I currently have a asp application that uses MS Access. The application is running fine but the site has now begun to receive a huge amount of traffic and i am worried MS Access will not handle it. I cannot switch to MS SQL because of the licensing issue and cost. So i was wondering if MySQL will work, and if so would it be possible to make the switch just by editing the connection file.
So many of us did that very thing - start with Access and migrate to mySQL because MSSQL was either too expensive or too robust.
You can do it, however, some of the SQL Syntax is not the same. You will need to download mySQL and the "connector" (odbc driver).
You don't need to connect through ODBC, but you do need to install the "connector"
Just take it slowly, check your SQL statements each time, read the mySQL manual as needed ( no need to memorize the entire thing right now ), and go for it!
You've taken your first step to becoming a serious webmaster!

> [Dataset extract]:
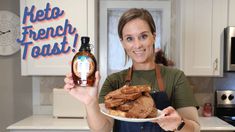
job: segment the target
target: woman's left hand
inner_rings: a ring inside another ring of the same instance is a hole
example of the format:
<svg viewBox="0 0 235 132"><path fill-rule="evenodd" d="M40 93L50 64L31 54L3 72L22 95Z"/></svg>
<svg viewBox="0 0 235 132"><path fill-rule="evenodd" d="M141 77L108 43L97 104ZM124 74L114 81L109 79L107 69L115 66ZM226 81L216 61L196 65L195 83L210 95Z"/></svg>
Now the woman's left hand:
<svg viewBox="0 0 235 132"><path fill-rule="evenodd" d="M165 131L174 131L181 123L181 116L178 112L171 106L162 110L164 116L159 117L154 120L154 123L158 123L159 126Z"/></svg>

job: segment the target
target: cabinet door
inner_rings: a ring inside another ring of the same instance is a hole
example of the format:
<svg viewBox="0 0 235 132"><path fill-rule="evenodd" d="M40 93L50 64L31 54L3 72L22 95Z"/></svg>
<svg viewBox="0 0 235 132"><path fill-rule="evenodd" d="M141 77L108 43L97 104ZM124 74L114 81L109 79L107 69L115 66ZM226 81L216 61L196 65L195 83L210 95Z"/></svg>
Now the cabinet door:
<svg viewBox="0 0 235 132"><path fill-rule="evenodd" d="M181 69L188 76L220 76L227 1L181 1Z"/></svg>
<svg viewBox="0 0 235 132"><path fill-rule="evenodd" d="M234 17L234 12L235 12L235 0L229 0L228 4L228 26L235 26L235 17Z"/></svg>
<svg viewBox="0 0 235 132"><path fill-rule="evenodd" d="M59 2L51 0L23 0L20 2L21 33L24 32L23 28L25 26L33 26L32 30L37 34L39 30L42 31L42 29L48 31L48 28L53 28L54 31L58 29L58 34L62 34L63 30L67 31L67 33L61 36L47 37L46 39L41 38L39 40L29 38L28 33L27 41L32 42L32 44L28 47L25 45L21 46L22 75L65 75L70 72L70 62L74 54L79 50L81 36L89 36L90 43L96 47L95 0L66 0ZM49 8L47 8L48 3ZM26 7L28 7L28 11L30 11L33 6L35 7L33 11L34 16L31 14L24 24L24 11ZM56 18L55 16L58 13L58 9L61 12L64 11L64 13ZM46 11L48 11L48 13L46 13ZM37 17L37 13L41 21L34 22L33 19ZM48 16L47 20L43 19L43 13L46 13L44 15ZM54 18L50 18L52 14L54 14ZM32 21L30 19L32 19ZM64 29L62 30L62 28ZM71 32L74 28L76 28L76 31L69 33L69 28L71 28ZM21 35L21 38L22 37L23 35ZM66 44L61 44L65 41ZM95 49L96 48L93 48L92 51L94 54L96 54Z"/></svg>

> [Set tasks]:
**a.** According to the thread on switching from MS Access to MySQL, why can the poster not move the application to MS SQL?
**b.** List every database system named in the thread on switching from MS Access to MySQL.
**c.** Repeat the thread on switching from MS Access to MySQL from "Just take it" up to and including "a serious webmaster!".

> [Per-task outputs]:
**a.** Because of the licensing issue and cost.

**b.** MS Access, MS SQL (also written MSSQL), MySQL

**c.**
Just take it slowly, check your SQL statements each time, read the mySQL manual as needed ( no need to memorize the entire thing right now ), and go for it!
You've taken your first step to becoming a serious webmaster!